- **Supplied text**

= = = = =

Everyone that knows me, knows that i am a go-getter! I like to get things done and move on to the next thing! At first that was what i was trying to do with my sickness. I was trying to push past it and do stuff even though it had me running to the bathroom about every hour and a half. However, my family here and at home became concerned, and by day 8 i found out both my mom in the states, and my mom here had talked to Brian Overcast about taking me to the doctor behind my back. Day 10 i finally gave in and went. The doctor was wonderful, spoke English, and had a sense of humor.  He told me that what i had was a severe case of travelers sickness, and prescribed the same medication i took when i got sick in Nepal. However, i was on a very strict diet that made it almost impossible to eat here.  Thank God my family was kind enough to make special food for me.

The last five days (the extent of the medication) have been quite a growing experience.  It is a MAJOR test for self control, integrity, and the breaking of my will. I hate going out with the NOE kids and having to watch them eat their tacos while i slowly chew a piece of pineapple that they didn't want.  Or drinking out of my warm water bottle while watching them sip an ice cold soda.  The worst however, is smelling the spice in the food my family cooks for themselves, and knowing i can't have it.

God helped me through the whole thing though.  He showed me that he can push me really far in the food department without making me crack. That will definitely come in handy by my 100th street taco!!!! God also taught me a big lesson about myself though, that sometimes i need to take things slowly, or poco a poco. It is going to be hard, but i realized that is a BIG part of being flexible, which is a necessity as an intern at NOE. I pray that God will continue to help me learn to take life poco a poco, and also that he will be merciful on my stomach today and the days that follow as i reintroduce it to the food here.



***I also have another prayer request. Juan has asked me to teach the Bible study at NOE next Monday.  I have chose to teach on strength, and where our strength really comes from. As you read in my last blog it is something that i have struggled with for a long time, but now have a LOT of insight in.  I ask that you pray that God will give me ways to get through to these kids and that the whole thing will go really well :)

= = = = =

Saved entries:
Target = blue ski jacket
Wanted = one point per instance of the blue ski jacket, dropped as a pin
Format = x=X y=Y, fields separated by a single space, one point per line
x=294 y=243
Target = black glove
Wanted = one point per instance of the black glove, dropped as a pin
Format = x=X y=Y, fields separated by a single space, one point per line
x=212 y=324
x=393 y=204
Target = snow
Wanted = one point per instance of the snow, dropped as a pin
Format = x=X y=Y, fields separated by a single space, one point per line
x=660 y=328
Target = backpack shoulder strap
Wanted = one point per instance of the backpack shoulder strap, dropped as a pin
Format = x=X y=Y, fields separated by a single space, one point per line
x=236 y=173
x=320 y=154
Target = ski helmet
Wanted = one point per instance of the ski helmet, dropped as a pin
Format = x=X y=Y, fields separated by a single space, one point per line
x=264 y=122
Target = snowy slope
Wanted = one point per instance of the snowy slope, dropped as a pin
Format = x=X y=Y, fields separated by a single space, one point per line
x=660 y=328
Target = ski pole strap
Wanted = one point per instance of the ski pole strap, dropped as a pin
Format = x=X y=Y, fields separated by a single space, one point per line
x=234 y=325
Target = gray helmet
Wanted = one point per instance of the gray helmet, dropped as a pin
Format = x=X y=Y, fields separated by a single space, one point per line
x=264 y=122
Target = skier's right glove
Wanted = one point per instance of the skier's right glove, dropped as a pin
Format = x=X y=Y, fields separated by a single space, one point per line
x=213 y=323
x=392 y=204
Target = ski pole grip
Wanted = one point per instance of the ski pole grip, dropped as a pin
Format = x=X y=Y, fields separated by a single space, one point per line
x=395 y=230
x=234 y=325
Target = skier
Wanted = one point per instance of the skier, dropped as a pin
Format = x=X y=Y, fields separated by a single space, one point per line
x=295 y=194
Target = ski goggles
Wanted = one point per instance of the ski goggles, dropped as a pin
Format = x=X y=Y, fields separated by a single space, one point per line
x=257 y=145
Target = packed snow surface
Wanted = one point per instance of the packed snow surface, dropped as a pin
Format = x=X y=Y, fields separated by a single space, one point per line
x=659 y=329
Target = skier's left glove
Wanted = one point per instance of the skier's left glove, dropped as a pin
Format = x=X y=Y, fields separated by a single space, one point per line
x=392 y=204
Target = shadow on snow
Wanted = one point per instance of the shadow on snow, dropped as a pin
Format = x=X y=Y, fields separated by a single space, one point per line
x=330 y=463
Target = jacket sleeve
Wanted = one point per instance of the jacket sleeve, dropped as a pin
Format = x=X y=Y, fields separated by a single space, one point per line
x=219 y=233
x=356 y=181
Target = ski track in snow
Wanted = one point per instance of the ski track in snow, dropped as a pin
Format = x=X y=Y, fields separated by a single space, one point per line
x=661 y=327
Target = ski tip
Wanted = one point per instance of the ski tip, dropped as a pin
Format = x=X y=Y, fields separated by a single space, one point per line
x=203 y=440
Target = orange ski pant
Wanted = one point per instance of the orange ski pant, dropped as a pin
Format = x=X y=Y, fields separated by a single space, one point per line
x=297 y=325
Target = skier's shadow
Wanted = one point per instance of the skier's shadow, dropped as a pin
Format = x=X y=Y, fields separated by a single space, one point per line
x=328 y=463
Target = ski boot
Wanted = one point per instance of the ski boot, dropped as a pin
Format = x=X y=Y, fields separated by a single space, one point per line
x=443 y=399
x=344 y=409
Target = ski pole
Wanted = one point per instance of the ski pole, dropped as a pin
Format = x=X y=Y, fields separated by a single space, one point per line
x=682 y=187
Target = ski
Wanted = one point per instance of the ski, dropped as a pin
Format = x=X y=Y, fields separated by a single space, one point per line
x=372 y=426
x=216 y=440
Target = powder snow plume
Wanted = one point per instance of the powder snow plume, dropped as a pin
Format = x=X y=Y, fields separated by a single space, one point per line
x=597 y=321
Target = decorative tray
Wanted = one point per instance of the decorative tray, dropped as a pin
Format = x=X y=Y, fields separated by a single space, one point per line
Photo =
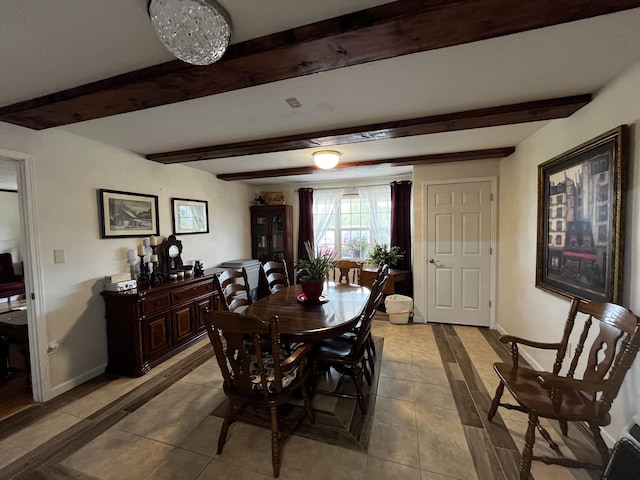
x=302 y=298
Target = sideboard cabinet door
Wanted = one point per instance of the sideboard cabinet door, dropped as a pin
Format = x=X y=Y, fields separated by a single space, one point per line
x=147 y=326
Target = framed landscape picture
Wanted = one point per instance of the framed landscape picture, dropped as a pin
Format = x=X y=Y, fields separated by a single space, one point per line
x=190 y=216
x=581 y=215
x=126 y=214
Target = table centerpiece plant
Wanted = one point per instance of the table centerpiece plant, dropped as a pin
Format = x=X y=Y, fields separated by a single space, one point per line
x=313 y=270
x=381 y=254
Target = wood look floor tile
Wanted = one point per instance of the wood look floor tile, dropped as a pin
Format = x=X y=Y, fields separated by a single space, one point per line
x=484 y=456
x=399 y=413
x=379 y=469
x=180 y=464
x=395 y=444
x=465 y=405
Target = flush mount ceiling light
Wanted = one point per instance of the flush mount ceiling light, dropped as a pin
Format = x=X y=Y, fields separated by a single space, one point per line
x=195 y=31
x=326 y=158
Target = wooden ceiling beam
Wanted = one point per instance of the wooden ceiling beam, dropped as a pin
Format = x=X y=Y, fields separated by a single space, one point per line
x=395 y=162
x=397 y=28
x=485 y=117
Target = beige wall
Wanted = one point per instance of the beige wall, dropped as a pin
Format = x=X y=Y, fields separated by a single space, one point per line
x=68 y=172
x=524 y=310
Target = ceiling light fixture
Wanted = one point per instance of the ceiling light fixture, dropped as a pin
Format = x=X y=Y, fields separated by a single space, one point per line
x=326 y=159
x=195 y=31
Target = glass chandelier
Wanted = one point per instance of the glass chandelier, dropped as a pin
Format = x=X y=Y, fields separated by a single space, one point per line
x=195 y=31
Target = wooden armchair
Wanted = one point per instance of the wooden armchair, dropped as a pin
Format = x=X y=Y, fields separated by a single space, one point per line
x=10 y=283
x=566 y=396
x=233 y=289
x=255 y=378
x=346 y=271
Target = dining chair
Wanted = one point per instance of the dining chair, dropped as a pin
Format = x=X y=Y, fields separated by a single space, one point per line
x=233 y=289
x=258 y=379
x=568 y=396
x=275 y=275
x=379 y=282
x=346 y=271
x=348 y=352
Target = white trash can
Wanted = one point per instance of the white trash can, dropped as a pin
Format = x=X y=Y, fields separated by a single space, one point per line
x=398 y=307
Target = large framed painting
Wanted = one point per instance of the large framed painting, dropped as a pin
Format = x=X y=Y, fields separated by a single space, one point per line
x=126 y=214
x=581 y=216
x=190 y=216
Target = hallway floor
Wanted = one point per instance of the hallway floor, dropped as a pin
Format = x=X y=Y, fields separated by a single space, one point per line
x=429 y=423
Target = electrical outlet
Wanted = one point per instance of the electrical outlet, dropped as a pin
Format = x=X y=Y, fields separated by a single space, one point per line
x=59 y=256
x=53 y=348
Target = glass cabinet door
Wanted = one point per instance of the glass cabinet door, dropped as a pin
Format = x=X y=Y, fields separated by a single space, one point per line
x=277 y=237
x=262 y=237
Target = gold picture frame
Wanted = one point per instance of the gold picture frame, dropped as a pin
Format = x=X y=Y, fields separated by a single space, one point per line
x=581 y=217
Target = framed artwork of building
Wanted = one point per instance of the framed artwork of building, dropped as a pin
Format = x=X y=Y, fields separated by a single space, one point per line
x=127 y=214
x=581 y=216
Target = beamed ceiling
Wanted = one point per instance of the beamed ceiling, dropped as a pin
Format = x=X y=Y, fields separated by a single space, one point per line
x=392 y=85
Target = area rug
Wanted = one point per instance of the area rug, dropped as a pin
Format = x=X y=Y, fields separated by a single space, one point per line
x=339 y=421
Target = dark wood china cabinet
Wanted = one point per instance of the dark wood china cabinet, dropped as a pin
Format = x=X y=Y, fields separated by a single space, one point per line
x=272 y=234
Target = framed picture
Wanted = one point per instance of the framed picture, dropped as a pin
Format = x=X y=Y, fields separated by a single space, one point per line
x=190 y=216
x=126 y=214
x=581 y=215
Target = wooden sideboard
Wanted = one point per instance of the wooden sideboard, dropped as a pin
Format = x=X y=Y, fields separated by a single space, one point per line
x=147 y=326
x=396 y=283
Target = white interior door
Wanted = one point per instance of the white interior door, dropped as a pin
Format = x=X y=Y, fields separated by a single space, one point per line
x=459 y=253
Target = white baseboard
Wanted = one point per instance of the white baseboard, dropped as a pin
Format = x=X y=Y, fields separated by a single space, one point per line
x=74 y=382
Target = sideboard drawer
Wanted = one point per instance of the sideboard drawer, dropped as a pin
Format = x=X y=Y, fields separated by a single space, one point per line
x=191 y=292
x=155 y=304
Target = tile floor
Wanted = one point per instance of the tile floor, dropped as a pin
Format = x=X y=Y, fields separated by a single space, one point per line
x=429 y=423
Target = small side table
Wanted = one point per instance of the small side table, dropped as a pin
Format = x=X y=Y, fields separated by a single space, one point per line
x=397 y=279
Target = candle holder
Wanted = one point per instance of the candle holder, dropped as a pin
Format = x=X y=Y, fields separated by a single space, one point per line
x=156 y=276
x=144 y=280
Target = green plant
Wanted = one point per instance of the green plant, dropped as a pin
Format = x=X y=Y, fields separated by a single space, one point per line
x=317 y=265
x=381 y=254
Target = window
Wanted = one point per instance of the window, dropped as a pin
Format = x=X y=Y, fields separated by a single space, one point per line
x=351 y=228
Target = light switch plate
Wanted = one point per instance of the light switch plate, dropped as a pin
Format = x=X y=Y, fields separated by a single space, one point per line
x=59 y=256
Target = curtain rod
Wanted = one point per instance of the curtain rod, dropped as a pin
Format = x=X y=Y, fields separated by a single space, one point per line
x=355 y=186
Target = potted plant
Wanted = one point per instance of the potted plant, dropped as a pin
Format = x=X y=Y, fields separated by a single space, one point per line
x=381 y=254
x=313 y=271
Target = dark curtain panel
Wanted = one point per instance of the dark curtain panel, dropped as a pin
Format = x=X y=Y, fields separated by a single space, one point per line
x=305 y=224
x=401 y=221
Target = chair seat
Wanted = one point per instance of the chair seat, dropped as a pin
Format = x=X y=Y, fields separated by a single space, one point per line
x=256 y=377
x=337 y=348
x=523 y=385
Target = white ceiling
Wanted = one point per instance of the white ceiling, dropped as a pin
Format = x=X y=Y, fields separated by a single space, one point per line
x=51 y=45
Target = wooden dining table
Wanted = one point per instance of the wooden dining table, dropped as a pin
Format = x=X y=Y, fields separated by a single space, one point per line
x=312 y=321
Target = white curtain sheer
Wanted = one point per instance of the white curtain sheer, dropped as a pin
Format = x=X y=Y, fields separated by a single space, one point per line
x=325 y=204
x=377 y=200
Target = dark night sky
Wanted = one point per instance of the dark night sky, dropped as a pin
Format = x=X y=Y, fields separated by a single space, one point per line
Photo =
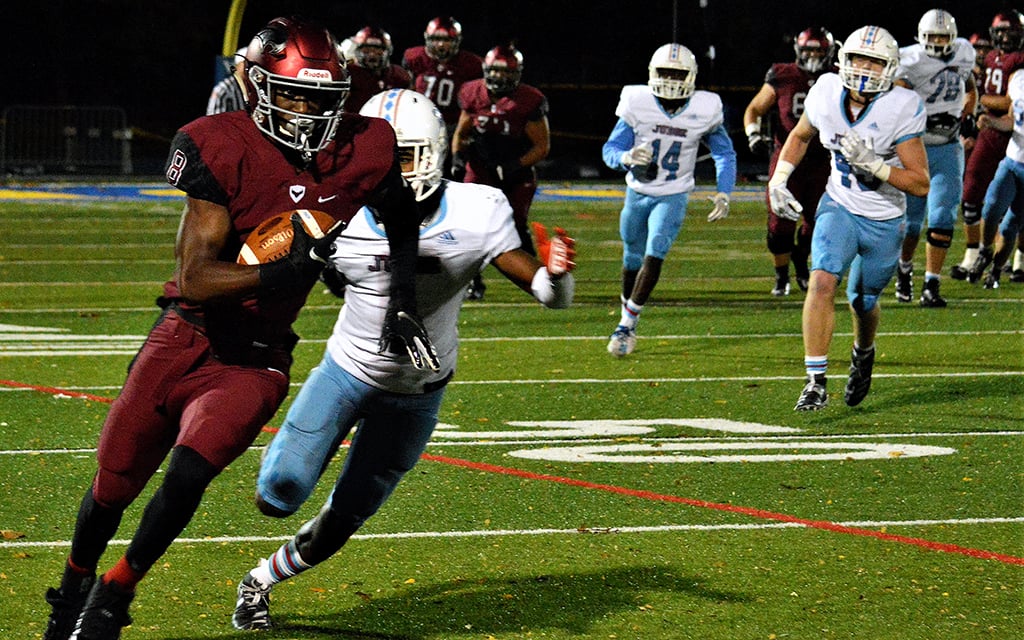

= = = = =

- **Prompt 1**
Please copy from the blog post about travelers sickness everything from "God helped me" down to "the food here.", word for word.
- **Prompt 2**
Answer these from the blog post about travelers sickness:
(a) On which day did the writer finally go to the doctor?
(b) How many days did the medication last?
(c) What topic has the writer chosen for the Bible study at NOE?

- **Solution 1**
God helped me through the whole thing though.  He showed me that he can push me really far in the food department without making me crack. That will definitely come in handy by my 100th street taco!!!! God also taught me a big lesson about myself though, that sometimes i need to take things slowly, or poco a poco. It is going to be hard, but i realized that is a BIG part of being flexible, which is a necessity as an intern at NOE. I pray that God will continue to help me learn to take life poco a poco, and also that he will be merciful on my stomach today and the days that follow as i reintroduce it to the food here.

- **Solution 2**
(a) Day 10
(b) Five days
(c) Strength, and where our strength really comes from